**WHAT THIS TASK INVOLVES**
Pictures are to be dropped from the copy. Retype the listing exactly.

**EXERCISE INPUTS**
************

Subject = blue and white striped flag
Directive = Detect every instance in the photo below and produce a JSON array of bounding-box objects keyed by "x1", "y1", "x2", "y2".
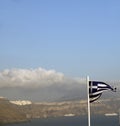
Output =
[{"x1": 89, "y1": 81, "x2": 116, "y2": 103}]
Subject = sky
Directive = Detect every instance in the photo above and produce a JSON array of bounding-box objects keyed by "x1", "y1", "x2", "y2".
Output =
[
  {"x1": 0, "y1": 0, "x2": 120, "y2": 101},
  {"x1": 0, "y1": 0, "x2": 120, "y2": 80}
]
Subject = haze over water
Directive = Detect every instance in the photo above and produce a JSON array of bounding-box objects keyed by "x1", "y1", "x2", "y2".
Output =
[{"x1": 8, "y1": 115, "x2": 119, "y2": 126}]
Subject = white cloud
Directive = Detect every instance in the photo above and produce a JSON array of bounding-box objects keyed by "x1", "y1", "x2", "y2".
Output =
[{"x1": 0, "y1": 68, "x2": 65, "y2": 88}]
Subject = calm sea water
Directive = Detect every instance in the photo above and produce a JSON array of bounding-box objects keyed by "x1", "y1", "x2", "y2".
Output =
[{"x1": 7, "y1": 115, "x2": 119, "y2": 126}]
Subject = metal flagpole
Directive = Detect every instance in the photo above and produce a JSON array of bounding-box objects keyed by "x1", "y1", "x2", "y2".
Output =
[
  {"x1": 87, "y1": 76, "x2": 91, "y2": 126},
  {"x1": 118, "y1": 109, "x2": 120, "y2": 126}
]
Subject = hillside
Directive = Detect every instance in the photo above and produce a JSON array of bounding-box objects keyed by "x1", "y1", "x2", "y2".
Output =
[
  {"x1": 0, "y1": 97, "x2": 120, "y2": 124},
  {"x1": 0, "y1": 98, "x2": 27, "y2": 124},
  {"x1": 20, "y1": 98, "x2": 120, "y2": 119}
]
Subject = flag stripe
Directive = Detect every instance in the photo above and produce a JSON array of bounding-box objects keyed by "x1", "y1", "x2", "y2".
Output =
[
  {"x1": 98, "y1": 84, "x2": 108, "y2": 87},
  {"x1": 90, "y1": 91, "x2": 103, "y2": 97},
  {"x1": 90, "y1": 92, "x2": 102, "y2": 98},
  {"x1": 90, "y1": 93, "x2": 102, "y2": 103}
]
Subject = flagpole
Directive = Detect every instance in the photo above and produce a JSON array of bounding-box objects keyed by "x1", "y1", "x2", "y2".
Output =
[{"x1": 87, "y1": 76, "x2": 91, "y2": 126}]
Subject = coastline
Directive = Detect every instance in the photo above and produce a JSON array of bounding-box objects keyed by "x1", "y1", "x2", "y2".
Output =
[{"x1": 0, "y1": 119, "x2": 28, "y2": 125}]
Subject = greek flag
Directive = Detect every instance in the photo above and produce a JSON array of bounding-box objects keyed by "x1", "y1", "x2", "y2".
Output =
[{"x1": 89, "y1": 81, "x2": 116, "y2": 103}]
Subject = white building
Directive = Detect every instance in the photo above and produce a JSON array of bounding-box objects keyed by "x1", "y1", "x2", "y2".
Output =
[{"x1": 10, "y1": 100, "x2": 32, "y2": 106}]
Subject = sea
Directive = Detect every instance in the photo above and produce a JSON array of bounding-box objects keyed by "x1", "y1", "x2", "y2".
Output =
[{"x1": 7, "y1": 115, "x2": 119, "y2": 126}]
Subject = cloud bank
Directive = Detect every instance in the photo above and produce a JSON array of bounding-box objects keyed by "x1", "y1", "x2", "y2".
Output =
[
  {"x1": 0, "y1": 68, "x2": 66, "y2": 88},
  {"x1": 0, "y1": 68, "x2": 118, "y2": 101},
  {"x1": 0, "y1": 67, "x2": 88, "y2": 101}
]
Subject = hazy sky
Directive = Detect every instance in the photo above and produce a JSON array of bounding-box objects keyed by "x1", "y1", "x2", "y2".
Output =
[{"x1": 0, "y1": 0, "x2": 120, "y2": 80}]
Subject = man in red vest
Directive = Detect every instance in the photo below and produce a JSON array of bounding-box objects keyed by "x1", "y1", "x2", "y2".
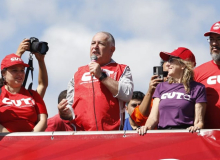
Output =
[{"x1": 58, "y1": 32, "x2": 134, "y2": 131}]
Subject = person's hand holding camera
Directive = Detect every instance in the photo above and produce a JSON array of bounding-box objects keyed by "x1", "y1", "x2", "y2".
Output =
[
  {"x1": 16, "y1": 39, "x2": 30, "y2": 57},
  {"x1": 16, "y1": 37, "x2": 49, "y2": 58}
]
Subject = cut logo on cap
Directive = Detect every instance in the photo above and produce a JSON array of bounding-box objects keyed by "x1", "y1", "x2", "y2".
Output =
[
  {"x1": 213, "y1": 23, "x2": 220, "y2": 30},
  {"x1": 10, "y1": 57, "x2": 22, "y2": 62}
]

************

**ANSWER SPACE**
Subject = blue and white striped flag
Directive = Detect every instance in the photo below and produce a JSON array of bounding-box objects keyed by "x1", "y1", "x2", "y2".
Output =
[{"x1": 89, "y1": 81, "x2": 116, "y2": 103}]
Subject = sky
Directive = Detect every instance in the photo above and produce a JSON array of bounding-box objects keyed by "x1", "y1", "x2", "y2".
Output =
[
  {"x1": 0, "y1": 0, "x2": 120, "y2": 101},
  {"x1": 0, "y1": 0, "x2": 120, "y2": 80}
]
Subject = haze over water
Directive = Detect every instance in the photo above and produce a JSON array of bounding-box objects keyed by "x1", "y1", "x2", "y2".
Output =
[{"x1": 8, "y1": 115, "x2": 119, "y2": 126}]
Subject = white cloud
Directive = Detect every instance in the photo above and produce a JSON array of bounding-box objects keyed by "x1", "y1", "x2", "y2".
Output =
[{"x1": 0, "y1": 68, "x2": 65, "y2": 88}]
Subject = calm sea water
Directive = Detect every instance in the photo above and produce a JSON array of bounding-box objects keyed by "x1", "y1", "x2", "y2".
Output =
[{"x1": 7, "y1": 115, "x2": 119, "y2": 126}]
Subject = metal flagpole
Directive = Detect every instance in the photo above and produce a JSON array of bounding-box objects keyed by "x1", "y1", "x2", "y2".
Output =
[
  {"x1": 87, "y1": 76, "x2": 91, "y2": 126},
  {"x1": 118, "y1": 109, "x2": 120, "y2": 126}
]
Subject = hillside
Directive = Detect every instance in the photo above and produce a JSON array of bounding-box objects keyed by "x1", "y1", "x2", "y2".
Output =
[
  {"x1": 0, "y1": 97, "x2": 120, "y2": 124},
  {"x1": 0, "y1": 98, "x2": 27, "y2": 124},
  {"x1": 20, "y1": 98, "x2": 120, "y2": 119}
]
Subject = flag stripe
Directive = Detect every instance in the photo above and produce a JSON array of bounding-box objects keyed by "x1", "y1", "x2", "y2".
Output =
[
  {"x1": 98, "y1": 84, "x2": 108, "y2": 87},
  {"x1": 90, "y1": 91, "x2": 103, "y2": 97},
  {"x1": 90, "y1": 92, "x2": 102, "y2": 98},
  {"x1": 90, "y1": 93, "x2": 102, "y2": 103}
]
Subject = flagpole
Directive = Detect every instance in the photo above and produce a JSON array of bounding-box objects keyed by "x1", "y1", "x2", "y2".
Output =
[{"x1": 87, "y1": 76, "x2": 91, "y2": 126}]
Subject = coastline
Directive = Detect every instance in the photo above and produce a JSON array of bounding-box objects keyed by "x1", "y1", "x2", "y2".
Output =
[{"x1": 0, "y1": 119, "x2": 28, "y2": 125}]
Subject = greek flag
Directive = Detect every instance in the photo above and produce a JSON array of bounding-box objects keyed by "x1", "y1", "x2", "y2".
Output =
[{"x1": 89, "y1": 81, "x2": 116, "y2": 103}]
Subject = white building
Directive = Detect every instance in the photo above and produce a JSON array of bounding-box objects keyed by "x1", "y1", "x2", "y2".
Output =
[{"x1": 10, "y1": 100, "x2": 32, "y2": 106}]
Subject = sea
Directive = Detect every instance in the photo above and produce a JSON array of bounding-box objects keyed by "x1", "y1", "x2", "y2".
Output =
[{"x1": 7, "y1": 115, "x2": 119, "y2": 126}]
Subject = cloud bank
Directive = Detect every instance in the photo above and produce a JSON array of bounding-box objects keyed by "x1", "y1", "x2", "y2".
Output =
[
  {"x1": 0, "y1": 68, "x2": 66, "y2": 88},
  {"x1": 0, "y1": 68, "x2": 118, "y2": 101},
  {"x1": 0, "y1": 67, "x2": 88, "y2": 101}
]
Subject = hazy sky
Directive = Detect every instance in the photo above and produce a JSON array of bounding-box objects keyed by "x1", "y1", "x2", "y2".
Output =
[{"x1": 0, "y1": 0, "x2": 120, "y2": 80}]
Subject = man in red vest
Directive = Detect every instance in the photo below and produce a JSON array of bounding-box objects keyed by "x1", "y1", "x2", "y2".
Output =
[{"x1": 58, "y1": 32, "x2": 134, "y2": 131}]
Subject = person's hand holding camera
Directive = Detect every instance in the photo above and produce a JSON array of bounding-box objects keyed by "x1", "y1", "x2", "y2".
Output =
[
  {"x1": 16, "y1": 39, "x2": 30, "y2": 57},
  {"x1": 16, "y1": 37, "x2": 49, "y2": 58}
]
Subject = cut logo on cap
Directive = Detect every instance in the photo above and produce a JSON array of bounding-box objects keyed by "x1", "y1", "x2", "y2".
Output =
[
  {"x1": 213, "y1": 23, "x2": 220, "y2": 30},
  {"x1": 10, "y1": 57, "x2": 22, "y2": 62}
]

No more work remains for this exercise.